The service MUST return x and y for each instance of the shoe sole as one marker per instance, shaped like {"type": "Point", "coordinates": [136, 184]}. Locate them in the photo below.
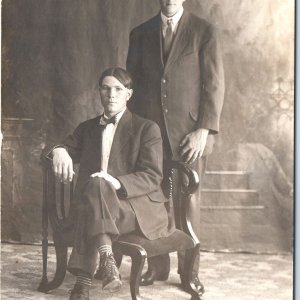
{"type": "Point", "coordinates": [113, 286]}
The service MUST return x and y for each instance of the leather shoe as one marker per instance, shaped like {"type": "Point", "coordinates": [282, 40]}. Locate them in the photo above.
{"type": "Point", "coordinates": [195, 281]}
{"type": "Point", "coordinates": [79, 292]}
{"type": "Point", "coordinates": [111, 276]}
{"type": "Point", "coordinates": [150, 276]}
{"type": "Point", "coordinates": [99, 275]}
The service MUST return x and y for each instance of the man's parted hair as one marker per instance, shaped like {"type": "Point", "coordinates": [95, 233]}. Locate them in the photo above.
{"type": "Point", "coordinates": [122, 75]}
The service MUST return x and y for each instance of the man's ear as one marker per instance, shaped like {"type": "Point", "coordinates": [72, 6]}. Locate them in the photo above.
{"type": "Point", "coordinates": [129, 93]}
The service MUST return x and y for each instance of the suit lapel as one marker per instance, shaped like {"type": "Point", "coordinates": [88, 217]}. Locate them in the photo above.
{"type": "Point", "coordinates": [96, 135]}
{"type": "Point", "coordinates": [180, 41]}
{"type": "Point", "coordinates": [122, 136]}
{"type": "Point", "coordinates": [154, 40]}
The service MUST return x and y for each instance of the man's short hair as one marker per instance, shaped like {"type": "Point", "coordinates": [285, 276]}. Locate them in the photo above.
{"type": "Point", "coordinates": [122, 75]}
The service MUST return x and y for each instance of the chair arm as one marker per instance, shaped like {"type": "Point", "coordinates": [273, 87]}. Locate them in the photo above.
{"type": "Point", "coordinates": [190, 186]}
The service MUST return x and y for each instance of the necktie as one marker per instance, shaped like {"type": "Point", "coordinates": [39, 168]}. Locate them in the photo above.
{"type": "Point", "coordinates": [104, 121]}
{"type": "Point", "coordinates": [168, 39]}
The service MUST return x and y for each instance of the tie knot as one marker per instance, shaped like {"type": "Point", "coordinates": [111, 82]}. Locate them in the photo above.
{"type": "Point", "coordinates": [169, 22]}
{"type": "Point", "coordinates": [105, 121]}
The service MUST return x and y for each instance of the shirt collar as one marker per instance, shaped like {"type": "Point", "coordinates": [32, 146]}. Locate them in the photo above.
{"type": "Point", "coordinates": [175, 18]}
{"type": "Point", "coordinates": [118, 116]}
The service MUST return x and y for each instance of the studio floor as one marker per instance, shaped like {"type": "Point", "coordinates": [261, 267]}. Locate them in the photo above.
{"type": "Point", "coordinates": [230, 276]}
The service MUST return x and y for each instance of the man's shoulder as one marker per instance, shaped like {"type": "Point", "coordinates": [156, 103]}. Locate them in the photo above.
{"type": "Point", "coordinates": [90, 122]}
{"type": "Point", "coordinates": [147, 25]}
{"type": "Point", "coordinates": [196, 21]}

TASK BRIEF » Rewrite the lines of the listing as a numbered list, starting at the line that contains "the man's shoulder" and running through the last line of the listing. Include both ends and leave out any blank lines.

SOLUTION TO THE EXERCISE »
1. The service MUST return x and y for each instance of the man's shoulder as one marker per instance, shaped like {"type": "Point", "coordinates": [156, 103]}. Locate them in the photo above.
2. {"type": "Point", "coordinates": [90, 122]}
3. {"type": "Point", "coordinates": [147, 25]}
4. {"type": "Point", "coordinates": [196, 21]}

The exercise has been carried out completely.